» INSTRUCTIONS FOR THE TASK
Each record must be printed again exactly as given.

Content starts

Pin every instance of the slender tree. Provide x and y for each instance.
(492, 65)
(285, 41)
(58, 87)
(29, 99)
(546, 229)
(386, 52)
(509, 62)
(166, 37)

Content ends

» OUTPUT FOR THIS TASK
Pin every instance of the slender tree. Provide x and y for each instance.
(492, 65)
(285, 41)
(58, 87)
(29, 99)
(546, 229)
(386, 52)
(509, 62)
(166, 37)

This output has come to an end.